PROVIDED ENTRIES →
::::::::::

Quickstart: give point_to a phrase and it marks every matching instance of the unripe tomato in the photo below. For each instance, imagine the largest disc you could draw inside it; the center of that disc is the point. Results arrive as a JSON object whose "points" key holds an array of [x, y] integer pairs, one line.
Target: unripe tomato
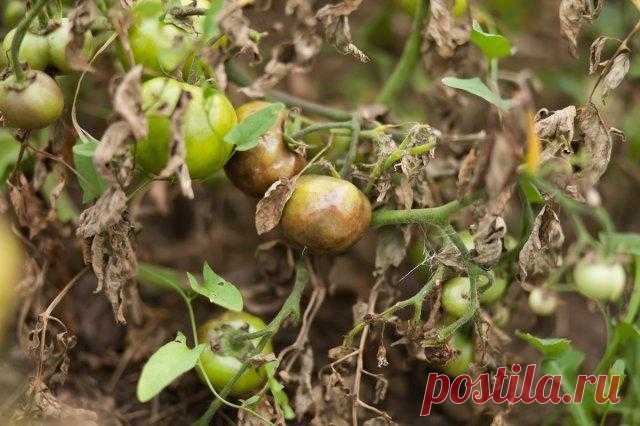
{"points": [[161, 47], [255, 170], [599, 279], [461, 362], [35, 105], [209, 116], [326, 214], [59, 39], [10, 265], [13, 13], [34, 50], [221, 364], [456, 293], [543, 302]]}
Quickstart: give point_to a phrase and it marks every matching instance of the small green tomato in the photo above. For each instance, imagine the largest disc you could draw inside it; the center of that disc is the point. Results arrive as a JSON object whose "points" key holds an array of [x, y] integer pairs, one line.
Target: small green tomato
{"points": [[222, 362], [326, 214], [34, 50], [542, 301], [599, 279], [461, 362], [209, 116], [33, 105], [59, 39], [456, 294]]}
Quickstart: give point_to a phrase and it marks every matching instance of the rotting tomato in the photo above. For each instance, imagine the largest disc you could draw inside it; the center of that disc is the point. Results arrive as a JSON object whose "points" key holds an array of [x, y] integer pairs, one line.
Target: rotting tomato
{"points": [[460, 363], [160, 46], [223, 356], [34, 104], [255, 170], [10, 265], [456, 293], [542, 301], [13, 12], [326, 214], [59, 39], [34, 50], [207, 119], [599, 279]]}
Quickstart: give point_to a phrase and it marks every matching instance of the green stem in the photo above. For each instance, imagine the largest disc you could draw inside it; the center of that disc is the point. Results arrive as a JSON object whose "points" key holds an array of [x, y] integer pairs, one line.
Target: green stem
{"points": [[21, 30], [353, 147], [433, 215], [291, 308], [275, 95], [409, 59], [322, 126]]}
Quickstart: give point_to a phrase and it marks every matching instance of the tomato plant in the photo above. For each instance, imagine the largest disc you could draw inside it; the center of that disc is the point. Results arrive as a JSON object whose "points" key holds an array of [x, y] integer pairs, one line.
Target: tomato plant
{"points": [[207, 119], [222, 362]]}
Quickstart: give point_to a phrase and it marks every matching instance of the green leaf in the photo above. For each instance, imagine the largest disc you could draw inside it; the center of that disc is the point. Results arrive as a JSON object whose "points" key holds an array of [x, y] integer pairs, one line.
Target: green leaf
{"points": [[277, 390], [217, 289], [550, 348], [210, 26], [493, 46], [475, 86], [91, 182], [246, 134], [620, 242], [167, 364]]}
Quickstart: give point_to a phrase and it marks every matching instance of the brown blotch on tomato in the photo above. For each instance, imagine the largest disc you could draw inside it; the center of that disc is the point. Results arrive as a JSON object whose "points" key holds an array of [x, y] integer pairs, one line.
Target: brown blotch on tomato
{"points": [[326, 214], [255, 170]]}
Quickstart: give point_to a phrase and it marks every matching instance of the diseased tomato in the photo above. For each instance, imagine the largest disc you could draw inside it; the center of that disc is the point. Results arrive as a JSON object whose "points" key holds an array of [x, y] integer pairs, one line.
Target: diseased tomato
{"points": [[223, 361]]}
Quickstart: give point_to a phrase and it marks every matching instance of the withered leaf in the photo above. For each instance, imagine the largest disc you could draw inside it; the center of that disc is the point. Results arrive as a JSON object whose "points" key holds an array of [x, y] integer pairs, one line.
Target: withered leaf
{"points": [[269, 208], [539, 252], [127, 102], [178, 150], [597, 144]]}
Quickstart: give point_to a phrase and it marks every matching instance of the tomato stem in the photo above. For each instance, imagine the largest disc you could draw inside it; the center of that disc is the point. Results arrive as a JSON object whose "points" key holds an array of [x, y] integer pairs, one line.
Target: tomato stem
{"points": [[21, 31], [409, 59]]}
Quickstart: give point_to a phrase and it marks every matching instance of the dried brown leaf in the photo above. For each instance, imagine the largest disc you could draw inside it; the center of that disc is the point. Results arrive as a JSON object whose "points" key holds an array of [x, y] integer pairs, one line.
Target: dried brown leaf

::::::::::

EXERCISE DIRECTIONS →
Reproduce verbatim the stretch of lines above running from the line that contains "of the small" through the line that contains "Target: small green tomato", both of those lines included.

RESULT FOR THIS EXERCISE →
Quickstart: give point_to a phrase and it marks every matching instance of the small green tomato in the photo above. For each instance, imagine the largest disc you could draw inside it; the center of that disc is the point. Results arrive as a JSON object whose "points" key holds an array of [x, y] integer pairs, one line.
Target: small green tomato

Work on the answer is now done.